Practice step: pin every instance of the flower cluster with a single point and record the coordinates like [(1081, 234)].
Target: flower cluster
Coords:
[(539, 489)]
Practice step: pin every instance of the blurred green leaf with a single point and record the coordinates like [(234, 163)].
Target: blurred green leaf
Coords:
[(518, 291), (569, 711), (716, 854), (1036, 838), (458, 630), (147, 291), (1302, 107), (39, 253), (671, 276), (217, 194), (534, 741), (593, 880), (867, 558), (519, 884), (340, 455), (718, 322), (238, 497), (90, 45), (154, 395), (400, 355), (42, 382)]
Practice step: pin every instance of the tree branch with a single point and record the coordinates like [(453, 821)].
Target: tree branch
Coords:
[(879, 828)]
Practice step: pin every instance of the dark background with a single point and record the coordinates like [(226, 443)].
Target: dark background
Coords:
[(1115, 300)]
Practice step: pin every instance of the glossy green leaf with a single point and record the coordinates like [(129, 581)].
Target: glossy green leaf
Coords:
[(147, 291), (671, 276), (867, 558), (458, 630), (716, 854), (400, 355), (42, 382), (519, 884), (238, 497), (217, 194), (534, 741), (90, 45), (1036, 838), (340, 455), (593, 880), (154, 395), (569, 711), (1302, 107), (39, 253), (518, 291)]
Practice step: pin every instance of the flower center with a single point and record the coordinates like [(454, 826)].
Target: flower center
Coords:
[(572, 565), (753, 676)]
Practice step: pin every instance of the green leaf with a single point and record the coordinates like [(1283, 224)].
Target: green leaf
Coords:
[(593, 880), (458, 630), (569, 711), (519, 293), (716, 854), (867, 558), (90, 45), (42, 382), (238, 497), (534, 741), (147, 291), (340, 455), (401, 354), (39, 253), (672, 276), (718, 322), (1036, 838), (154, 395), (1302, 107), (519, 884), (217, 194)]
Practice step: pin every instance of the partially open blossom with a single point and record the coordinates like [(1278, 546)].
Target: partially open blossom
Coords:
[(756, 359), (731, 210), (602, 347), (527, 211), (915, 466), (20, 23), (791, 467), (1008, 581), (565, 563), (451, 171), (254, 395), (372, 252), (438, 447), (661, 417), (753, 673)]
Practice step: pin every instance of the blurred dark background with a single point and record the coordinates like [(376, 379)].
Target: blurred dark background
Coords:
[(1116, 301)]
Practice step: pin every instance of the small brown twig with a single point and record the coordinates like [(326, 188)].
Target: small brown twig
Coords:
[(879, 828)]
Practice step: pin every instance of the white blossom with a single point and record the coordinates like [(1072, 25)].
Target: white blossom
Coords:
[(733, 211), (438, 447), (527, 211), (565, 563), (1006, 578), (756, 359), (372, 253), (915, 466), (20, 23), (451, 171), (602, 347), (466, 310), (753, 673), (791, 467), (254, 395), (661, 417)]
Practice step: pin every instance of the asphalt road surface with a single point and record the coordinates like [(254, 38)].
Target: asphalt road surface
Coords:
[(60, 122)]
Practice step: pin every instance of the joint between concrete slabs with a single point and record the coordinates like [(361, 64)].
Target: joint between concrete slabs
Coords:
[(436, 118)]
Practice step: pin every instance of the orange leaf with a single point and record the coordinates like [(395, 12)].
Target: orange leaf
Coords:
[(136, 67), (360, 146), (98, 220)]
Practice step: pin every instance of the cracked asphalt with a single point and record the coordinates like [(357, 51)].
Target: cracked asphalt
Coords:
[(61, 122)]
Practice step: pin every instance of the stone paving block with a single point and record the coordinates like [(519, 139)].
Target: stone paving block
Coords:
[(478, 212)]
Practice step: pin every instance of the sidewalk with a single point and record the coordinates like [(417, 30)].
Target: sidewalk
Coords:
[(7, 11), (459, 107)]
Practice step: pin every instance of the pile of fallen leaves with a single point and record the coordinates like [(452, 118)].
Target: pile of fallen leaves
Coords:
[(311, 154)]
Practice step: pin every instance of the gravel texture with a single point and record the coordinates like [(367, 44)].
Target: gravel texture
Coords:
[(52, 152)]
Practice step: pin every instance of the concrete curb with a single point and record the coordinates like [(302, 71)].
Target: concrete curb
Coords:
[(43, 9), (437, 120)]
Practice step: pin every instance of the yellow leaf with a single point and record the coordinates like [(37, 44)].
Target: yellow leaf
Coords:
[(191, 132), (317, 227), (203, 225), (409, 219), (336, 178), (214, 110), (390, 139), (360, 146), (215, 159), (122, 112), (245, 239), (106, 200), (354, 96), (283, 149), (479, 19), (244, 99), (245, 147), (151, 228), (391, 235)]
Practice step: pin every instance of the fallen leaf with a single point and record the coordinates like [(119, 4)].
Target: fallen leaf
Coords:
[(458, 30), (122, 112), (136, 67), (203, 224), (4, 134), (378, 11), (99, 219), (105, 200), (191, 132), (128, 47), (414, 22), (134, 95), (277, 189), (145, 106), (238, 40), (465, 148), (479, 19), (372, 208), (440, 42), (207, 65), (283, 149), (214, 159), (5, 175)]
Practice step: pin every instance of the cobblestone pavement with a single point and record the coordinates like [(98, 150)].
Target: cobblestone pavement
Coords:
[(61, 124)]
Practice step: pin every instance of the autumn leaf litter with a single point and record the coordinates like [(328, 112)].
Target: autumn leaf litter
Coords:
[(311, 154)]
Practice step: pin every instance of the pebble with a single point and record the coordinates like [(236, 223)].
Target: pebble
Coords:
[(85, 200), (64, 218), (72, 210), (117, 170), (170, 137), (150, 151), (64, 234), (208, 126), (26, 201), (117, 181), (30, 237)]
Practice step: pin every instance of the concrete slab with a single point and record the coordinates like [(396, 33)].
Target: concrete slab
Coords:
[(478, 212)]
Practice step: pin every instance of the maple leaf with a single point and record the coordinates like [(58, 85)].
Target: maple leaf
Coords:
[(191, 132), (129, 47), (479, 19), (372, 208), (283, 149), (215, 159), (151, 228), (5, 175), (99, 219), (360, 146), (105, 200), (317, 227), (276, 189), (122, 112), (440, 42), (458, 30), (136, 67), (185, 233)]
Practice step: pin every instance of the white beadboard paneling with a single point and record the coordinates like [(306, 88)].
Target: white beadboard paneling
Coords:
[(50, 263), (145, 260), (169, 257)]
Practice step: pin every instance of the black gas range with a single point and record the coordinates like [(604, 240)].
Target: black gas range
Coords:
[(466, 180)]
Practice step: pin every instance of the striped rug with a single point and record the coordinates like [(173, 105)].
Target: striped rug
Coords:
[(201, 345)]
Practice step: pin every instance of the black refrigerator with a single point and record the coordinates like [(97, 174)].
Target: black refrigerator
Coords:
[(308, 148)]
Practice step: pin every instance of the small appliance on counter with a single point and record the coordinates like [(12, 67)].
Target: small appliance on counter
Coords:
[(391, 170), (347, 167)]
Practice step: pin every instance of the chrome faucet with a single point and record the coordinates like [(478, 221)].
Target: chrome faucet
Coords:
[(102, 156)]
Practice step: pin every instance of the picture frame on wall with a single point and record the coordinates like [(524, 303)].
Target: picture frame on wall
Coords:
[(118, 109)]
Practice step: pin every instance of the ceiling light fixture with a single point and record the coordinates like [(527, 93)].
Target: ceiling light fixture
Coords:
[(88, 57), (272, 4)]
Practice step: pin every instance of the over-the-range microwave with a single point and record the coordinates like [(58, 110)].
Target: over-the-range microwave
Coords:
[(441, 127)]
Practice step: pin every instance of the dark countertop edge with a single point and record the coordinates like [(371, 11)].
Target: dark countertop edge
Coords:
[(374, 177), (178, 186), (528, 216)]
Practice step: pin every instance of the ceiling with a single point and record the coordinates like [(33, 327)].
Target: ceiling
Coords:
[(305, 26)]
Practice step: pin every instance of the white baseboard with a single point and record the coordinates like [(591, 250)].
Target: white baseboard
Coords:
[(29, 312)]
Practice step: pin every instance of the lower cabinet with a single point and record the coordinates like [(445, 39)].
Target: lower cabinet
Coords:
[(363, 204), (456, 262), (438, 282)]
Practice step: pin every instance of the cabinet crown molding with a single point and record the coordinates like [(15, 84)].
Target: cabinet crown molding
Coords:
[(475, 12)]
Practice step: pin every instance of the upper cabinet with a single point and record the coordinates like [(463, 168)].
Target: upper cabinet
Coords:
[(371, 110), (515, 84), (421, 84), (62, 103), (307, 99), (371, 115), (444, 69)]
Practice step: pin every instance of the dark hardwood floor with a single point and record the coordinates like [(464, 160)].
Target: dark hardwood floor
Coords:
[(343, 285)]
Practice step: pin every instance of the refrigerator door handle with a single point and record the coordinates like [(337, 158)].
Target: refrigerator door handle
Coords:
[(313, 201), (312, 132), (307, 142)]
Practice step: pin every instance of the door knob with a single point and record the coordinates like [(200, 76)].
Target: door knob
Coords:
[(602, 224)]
* * * *
◆ **What is expected**
Exactly as written, reproduce the lines of the data above from the first line through the line where "Target: blurred green leaf" appears.

◆ **Answer to this exercise**
Practice step: pin every instance of the flower cluster with a single point and record the coordinates like [(1081, 234)].
Target: flower cluster
Coords:
[(539, 489)]
Practice step: pin every instance of the blurred green leaf with a single point and record the coordinates like [(234, 163)].
Target: blurred green leaf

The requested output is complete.